TASK GOAL
Can you write out every line of the listing below again, requests included, with the pixel coordinates in the answers scaled by 1.5 and rounded to whole numbers, halves up? Leave the requests and their sample coordinates unchanged.

STORED RECORDS
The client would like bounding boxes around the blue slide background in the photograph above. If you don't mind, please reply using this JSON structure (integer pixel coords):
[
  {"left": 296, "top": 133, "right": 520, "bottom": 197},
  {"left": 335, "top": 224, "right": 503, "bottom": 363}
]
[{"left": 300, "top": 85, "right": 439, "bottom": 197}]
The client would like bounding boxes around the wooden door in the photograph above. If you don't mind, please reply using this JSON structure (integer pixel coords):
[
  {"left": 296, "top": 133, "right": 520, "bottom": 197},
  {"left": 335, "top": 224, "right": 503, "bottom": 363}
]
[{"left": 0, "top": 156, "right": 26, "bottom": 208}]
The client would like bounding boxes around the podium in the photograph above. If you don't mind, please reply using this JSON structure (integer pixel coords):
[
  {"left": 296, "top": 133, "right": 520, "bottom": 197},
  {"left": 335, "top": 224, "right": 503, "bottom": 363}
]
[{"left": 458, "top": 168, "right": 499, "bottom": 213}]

TASK RESULT
The client would like bounding boxes around the blue slide background in the photograph above. If you don't mind, please reply using this JSON structure (integer pixel coords):
[
  {"left": 296, "top": 133, "right": 520, "bottom": 197},
  {"left": 335, "top": 224, "right": 503, "bottom": 363}
]
[{"left": 450, "top": 128, "right": 659, "bottom": 296}]
The client would like bounding boxes around the wooden door in the photograph above. If you don't mind, please reply using this JSON structure (integer pixel coords):
[
  {"left": 296, "top": 133, "right": 520, "bottom": 197},
  {"left": 335, "top": 224, "right": 503, "bottom": 363}
]
[{"left": 0, "top": 234, "right": 39, "bottom": 312}]
The client would like bounding boxes around the podium in the photograph above. If you don't mind, please reply using this JSON structure (integer pixel coords):
[
  {"left": 296, "top": 133, "right": 520, "bottom": 197},
  {"left": 335, "top": 224, "right": 503, "bottom": 363}
]
[{"left": 687, "top": 252, "right": 749, "bottom": 320}]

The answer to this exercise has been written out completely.